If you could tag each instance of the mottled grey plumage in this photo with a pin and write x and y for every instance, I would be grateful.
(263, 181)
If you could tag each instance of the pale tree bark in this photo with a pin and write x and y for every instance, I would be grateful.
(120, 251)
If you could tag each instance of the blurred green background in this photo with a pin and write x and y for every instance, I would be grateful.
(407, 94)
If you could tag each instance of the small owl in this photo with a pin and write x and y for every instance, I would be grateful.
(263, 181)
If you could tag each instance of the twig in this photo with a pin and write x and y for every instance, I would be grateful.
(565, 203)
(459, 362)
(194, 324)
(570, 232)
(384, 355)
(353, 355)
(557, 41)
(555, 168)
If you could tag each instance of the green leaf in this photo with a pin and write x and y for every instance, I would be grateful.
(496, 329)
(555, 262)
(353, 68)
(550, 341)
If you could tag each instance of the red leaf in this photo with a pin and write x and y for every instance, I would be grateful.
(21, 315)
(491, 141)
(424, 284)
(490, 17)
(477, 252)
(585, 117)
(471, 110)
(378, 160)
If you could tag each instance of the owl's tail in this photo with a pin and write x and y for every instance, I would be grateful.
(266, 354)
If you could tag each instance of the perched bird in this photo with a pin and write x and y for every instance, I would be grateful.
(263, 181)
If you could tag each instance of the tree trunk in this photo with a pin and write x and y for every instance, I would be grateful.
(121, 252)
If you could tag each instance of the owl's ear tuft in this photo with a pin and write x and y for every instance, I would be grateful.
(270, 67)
--
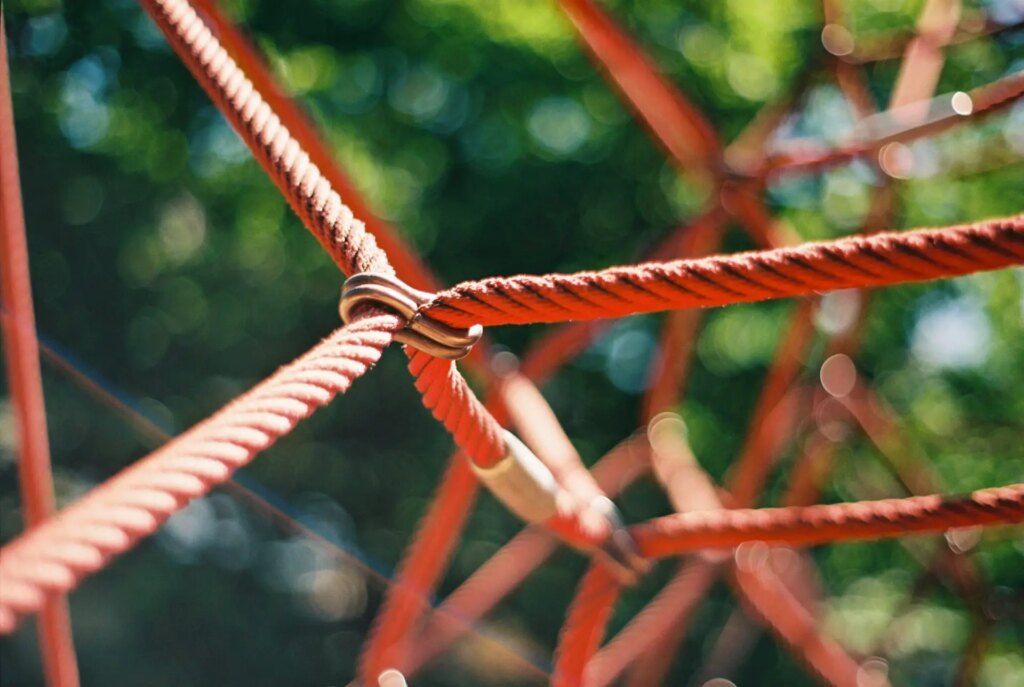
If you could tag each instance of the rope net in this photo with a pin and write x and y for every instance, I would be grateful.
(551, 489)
--
What you are asked to do
Please report, copied in full, each line of the listing above that contains the word "leaf". Case counts.

Solution to this task
If you could tag each instance of the green leaf in this photo with a pin and write x and y for every instance, I would be grateful.
If you could tag each instance of the red leaf in this photo with a pin and write x and y for every instance, I would be grateful.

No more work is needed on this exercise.